**Data provided:**
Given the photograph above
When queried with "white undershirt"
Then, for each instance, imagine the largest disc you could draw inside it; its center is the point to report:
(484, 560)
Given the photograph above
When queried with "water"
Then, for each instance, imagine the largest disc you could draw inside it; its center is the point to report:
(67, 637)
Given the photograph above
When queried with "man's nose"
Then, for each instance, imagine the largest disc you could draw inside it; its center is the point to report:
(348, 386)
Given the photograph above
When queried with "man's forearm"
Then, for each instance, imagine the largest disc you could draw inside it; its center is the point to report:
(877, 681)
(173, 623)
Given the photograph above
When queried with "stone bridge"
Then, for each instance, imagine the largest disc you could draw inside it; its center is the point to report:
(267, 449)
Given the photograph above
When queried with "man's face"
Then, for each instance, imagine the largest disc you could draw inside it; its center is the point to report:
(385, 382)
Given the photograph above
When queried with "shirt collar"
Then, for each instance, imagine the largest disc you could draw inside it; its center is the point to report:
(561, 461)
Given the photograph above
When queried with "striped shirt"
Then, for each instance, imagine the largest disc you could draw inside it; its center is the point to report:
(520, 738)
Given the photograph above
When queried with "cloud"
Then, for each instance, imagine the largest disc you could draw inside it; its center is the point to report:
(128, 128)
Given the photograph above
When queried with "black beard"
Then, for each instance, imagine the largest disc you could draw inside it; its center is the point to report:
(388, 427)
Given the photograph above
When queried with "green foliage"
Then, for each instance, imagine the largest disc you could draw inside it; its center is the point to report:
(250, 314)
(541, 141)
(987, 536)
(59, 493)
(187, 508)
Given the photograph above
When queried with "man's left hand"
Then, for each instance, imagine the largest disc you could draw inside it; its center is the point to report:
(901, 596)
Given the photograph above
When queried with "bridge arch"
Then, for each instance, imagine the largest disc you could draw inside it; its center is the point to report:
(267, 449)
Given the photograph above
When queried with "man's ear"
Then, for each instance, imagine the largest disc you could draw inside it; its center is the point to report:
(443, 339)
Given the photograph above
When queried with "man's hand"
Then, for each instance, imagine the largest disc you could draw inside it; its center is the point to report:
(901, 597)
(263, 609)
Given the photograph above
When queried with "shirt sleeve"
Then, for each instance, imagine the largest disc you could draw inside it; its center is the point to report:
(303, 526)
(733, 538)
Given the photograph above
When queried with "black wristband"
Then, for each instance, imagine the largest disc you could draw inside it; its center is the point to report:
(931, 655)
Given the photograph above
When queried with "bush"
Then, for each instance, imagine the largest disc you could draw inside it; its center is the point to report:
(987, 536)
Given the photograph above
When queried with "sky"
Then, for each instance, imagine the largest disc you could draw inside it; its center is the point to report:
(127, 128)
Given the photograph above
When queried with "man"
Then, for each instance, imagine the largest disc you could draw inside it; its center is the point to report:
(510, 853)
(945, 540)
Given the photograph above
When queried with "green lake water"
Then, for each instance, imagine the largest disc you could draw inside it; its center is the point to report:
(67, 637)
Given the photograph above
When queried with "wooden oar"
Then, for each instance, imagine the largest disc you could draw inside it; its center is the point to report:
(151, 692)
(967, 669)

**Task to carry out:** Every record must be written out again without any change.

**Task answer:**
Given the photograph above
When queried with "white undershirt"
Then, for each instance, imagine the largest disc you could draw inside it; its center is the point to report:
(484, 560)
Given the photograph above
When queried with "water"
Then, for each instance, imagine the largest disc you could draw inside it; its center is the point to report:
(67, 637)
Given the photograph above
When queried with "man's nose"
Then, for each instance, imagine the largest disc you could draw inside it; its center is the point to report:
(348, 386)
Given the photograph above
When queried with "man's forearm"
Then, for each instance, imagine the largest disc you could draw inside it; its center is the point to report:
(877, 681)
(173, 623)
Given the photograph above
When queried with "stone bridge"
Then, for each instance, imagine the largest disc you could draw inside it; its center is the point to report:
(267, 449)
Given the photograph above
When queried with "man's face"
Then, for each instance, imagine the largest disc you could draw inside it; its center is the point to report:
(385, 382)
Given the photograph above
When queried with "shirt collar"
Then, for each instance, imagine the largest disc you could draw inside it; its center is the point to report:
(561, 461)
Given the photograph above
When queried with "striped shirt"
Then, for each instance, imagine the largest disc you could draw inside it; its center is the point to report:
(520, 738)
Given the photograph above
When queried with "cloud"
Then, for each instance, imagine the largest disc you could draw inside it; its center is the point to report:
(128, 128)
Given the photograph above
When queried with "black beard"
Then, for each instance, imagine the largest disc you could draw inside it; its center is the point to report:
(388, 427)
Given the photograph above
When queried with "green foliage"
Then, for each instance, imagine the largest disc you could draw inside it; its center is the point to report:
(250, 314)
(541, 141)
(987, 536)
(59, 493)
(187, 508)
Given the photograph above
When queried with "man's left hand"
Then, for each instance, imagine the largest disc you could draw inside it; its center is the point to report:
(901, 596)
Given the photograph above
When queried with "bridge arch"
Then, for each instance, imagine the largest disc you could draw inside it; its center is the point to report:
(267, 449)
Given the photograph above
When queried with "man's ear"
Then, for each instance, imagine the largest disc you could draw inside it; its center is the point to report:
(443, 339)
Given the photograph above
When queried with "man's hand"
Then, for each instance, imagine the largest disc you could draw inside it; its center is the point to report:
(901, 597)
(263, 609)
Given the photograph above
When queried with "shirt sleeve"
Then, for each instance, imagine the largest disc you could draw inside it; its center is the point to report:
(303, 526)
(733, 538)
Given the photograph above
When queried with "black wristband"
Then, for each instance, imagine the largest disc you could draw inside it; its center is the point to report:
(931, 655)
Given the photograph above
When queried with "bush"
Then, for each instance, imagine the largest disc you could draw inside it; its center is the point to report:
(987, 536)
Given the photograph above
When queried with "sky"
Then, for each instance, imagine the largest disc you could draw inside it; its center is the point to report:
(127, 128)
Given the photograph above
When queried with "man"
Then, for each instance, imagine the largest disc you could draw inside it; its center is the point to report:
(510, 853)
(945, 540)
Given the photograph above
When queried with "green lake water"
Then, for each instance, imagine the largest disc you could draw inside it; its center is the point to report:
(67, 637)
Given the photograph above
When queried with "wooden oar"
Then, for each instance, imagine the largest disc you could draw inside it; its center is the point to report:
(151, 692)
(967, 669)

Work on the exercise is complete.